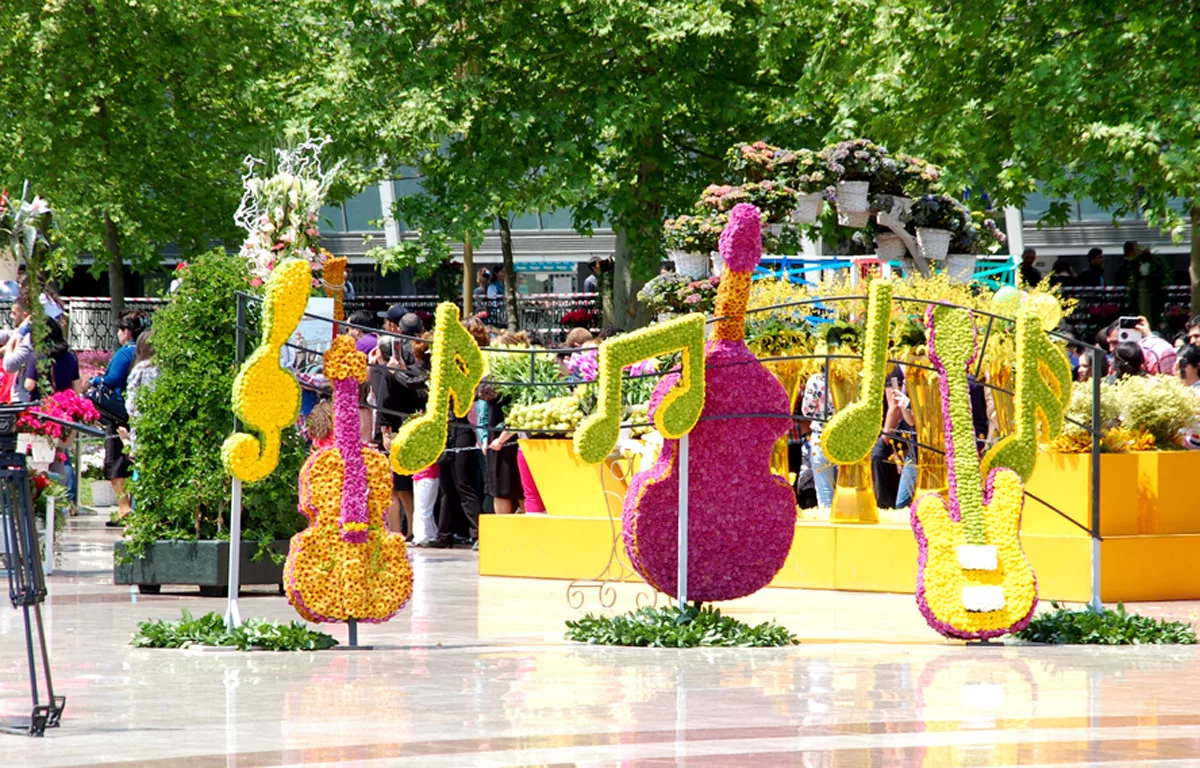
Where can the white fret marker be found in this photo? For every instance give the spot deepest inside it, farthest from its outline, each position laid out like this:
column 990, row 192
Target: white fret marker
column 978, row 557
________________________
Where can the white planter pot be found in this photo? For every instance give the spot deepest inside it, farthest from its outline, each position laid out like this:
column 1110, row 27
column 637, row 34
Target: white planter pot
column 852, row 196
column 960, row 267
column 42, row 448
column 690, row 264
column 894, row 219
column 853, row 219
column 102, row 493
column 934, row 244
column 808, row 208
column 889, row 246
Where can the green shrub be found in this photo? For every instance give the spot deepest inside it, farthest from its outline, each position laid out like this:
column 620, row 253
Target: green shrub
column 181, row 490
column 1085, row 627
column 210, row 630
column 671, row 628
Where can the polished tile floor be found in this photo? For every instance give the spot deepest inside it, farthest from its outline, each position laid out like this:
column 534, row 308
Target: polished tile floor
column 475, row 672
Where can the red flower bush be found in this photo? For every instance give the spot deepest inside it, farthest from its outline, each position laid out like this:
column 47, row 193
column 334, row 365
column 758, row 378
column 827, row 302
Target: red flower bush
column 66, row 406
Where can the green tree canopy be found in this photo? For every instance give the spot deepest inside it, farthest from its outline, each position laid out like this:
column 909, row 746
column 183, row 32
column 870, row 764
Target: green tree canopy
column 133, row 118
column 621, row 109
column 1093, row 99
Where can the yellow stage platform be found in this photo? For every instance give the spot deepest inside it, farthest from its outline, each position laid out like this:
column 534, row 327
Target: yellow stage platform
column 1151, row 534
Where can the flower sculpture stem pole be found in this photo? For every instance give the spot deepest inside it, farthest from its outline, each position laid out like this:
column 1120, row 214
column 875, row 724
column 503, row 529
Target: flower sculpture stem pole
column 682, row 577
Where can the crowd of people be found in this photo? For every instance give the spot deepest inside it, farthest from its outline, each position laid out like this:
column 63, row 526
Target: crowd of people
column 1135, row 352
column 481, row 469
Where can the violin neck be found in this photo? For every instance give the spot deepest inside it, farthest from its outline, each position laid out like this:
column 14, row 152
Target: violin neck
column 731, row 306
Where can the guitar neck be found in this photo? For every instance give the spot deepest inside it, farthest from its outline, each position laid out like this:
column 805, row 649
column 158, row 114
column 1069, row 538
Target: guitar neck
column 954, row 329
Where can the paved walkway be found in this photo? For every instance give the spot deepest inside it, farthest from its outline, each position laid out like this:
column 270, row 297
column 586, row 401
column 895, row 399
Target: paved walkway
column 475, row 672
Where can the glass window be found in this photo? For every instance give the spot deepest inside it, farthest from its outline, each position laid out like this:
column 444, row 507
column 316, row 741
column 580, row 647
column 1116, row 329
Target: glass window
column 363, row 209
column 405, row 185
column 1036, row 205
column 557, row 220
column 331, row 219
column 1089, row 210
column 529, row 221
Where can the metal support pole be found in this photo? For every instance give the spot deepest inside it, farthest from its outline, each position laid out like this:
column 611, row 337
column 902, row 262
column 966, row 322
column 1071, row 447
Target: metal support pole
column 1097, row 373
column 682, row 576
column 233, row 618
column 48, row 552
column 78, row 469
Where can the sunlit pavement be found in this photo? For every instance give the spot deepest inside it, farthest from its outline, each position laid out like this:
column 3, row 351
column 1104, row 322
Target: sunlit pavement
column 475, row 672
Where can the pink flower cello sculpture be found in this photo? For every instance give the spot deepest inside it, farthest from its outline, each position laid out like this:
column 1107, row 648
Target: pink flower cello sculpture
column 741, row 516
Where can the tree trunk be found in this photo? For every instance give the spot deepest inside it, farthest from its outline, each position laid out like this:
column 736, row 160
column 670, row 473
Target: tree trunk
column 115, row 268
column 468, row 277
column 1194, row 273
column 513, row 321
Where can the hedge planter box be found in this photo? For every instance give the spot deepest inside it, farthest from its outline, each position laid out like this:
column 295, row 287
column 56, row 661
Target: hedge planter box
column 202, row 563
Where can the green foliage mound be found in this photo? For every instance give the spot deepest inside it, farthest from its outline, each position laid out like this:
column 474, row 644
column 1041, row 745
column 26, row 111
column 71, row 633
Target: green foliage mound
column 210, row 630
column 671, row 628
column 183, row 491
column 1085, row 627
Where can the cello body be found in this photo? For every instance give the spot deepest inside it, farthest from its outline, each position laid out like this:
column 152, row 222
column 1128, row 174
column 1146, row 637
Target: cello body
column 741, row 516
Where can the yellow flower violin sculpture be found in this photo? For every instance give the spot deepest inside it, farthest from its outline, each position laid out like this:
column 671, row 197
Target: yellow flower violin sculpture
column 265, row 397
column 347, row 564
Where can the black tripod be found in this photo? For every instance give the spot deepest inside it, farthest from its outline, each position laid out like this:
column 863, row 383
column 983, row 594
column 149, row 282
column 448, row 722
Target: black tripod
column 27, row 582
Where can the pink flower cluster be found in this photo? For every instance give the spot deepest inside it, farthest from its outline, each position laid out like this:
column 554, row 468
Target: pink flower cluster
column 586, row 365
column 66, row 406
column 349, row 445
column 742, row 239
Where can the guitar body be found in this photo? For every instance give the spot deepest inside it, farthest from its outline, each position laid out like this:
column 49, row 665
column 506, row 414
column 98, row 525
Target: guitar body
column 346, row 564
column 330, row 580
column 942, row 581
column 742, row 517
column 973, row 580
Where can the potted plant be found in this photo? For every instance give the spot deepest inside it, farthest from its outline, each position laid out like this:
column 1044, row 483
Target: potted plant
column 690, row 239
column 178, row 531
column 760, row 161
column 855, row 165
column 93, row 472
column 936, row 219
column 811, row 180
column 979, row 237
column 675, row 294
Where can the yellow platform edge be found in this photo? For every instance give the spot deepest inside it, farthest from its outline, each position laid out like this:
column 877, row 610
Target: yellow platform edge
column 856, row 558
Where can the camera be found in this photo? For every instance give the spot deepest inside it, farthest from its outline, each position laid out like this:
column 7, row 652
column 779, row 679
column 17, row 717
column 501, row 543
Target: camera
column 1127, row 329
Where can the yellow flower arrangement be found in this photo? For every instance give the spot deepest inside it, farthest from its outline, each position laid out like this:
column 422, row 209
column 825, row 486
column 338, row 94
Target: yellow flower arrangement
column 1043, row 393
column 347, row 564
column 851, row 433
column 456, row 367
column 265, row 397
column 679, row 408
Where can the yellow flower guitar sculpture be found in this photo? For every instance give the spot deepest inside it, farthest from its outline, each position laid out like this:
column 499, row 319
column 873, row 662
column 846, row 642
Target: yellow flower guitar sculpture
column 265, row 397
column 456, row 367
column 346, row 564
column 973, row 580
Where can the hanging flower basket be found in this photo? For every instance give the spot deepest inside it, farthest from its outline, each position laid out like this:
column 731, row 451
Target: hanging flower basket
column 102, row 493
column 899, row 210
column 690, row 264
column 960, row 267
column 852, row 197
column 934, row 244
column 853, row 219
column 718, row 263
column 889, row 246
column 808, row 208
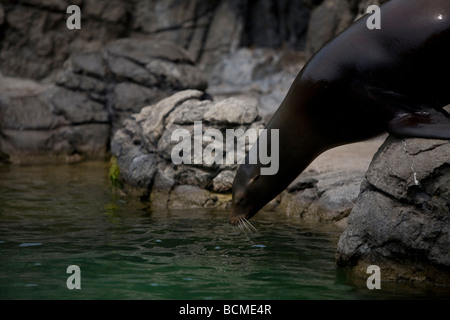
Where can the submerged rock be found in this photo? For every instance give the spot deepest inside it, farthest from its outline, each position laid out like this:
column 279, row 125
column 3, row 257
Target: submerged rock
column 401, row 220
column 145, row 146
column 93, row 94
________________________
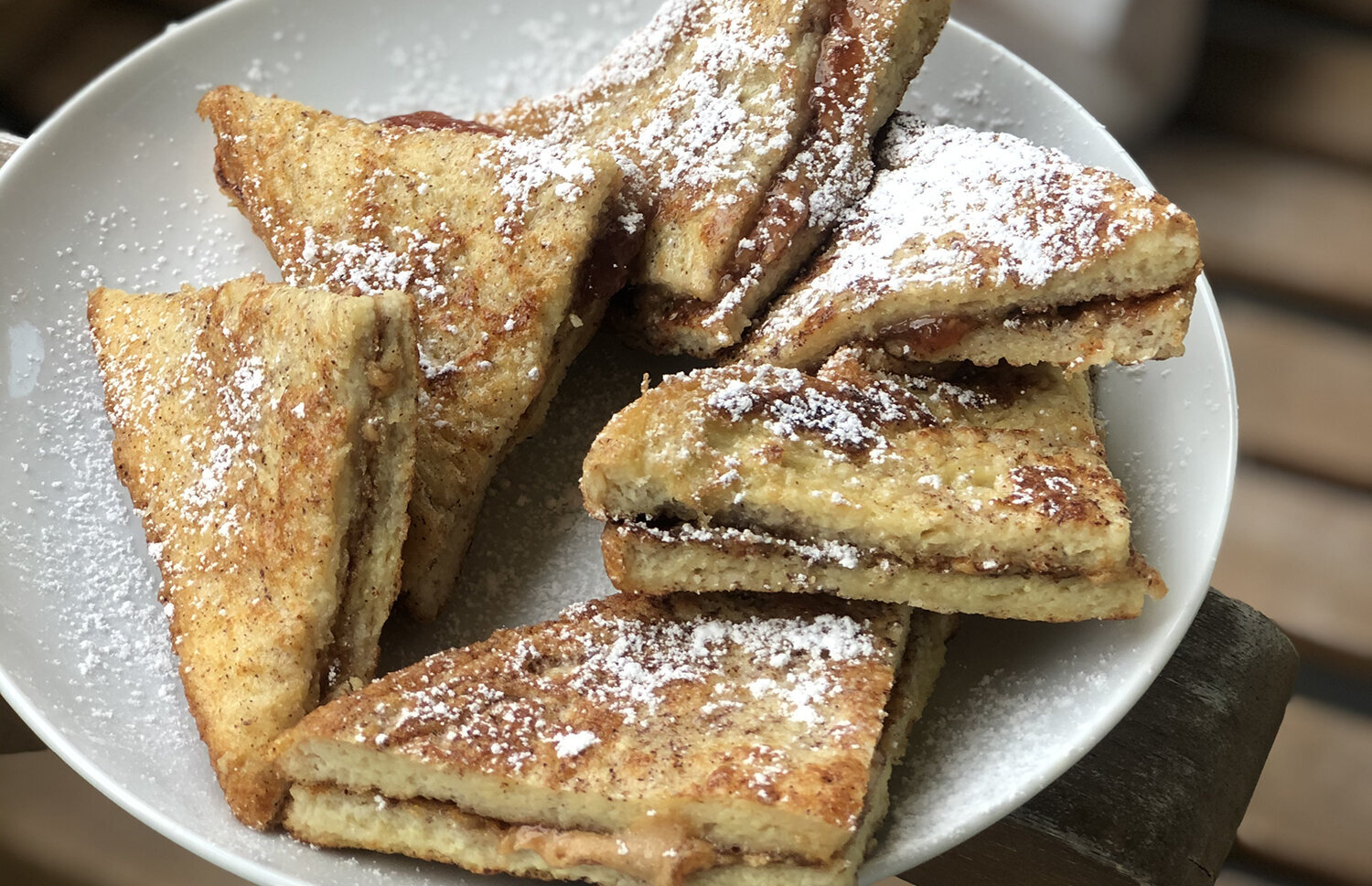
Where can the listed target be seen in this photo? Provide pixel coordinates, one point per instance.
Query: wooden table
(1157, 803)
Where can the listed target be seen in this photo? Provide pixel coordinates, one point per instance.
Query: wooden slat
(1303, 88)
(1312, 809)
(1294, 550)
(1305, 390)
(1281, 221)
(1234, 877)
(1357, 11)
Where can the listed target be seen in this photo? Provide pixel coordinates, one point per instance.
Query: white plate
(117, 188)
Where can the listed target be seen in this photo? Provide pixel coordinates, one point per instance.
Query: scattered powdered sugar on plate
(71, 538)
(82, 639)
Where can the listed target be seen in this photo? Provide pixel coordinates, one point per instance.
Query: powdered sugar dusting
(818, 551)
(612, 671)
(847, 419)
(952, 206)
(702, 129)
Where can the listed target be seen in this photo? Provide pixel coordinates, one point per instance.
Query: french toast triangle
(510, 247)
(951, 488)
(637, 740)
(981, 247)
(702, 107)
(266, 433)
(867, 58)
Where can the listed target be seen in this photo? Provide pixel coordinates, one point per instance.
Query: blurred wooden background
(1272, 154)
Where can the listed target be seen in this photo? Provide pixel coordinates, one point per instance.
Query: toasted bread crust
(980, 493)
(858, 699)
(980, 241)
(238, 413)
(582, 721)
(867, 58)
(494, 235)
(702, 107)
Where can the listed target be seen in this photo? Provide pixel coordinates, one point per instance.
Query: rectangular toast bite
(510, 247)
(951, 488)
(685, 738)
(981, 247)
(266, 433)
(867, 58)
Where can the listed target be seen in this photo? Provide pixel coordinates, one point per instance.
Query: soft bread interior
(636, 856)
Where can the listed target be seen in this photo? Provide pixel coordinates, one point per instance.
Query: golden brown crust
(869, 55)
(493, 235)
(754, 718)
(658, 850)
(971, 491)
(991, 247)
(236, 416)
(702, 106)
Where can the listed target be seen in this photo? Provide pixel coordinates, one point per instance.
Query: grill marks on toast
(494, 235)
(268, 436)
________________________
# [WHAT YOU NEED TO DO]
Which lines of the data above contain the string "plate"? Extract each of them in full.

# [THE RESPONSE]
Query: white plate
Query: scattered powdered sugar on plate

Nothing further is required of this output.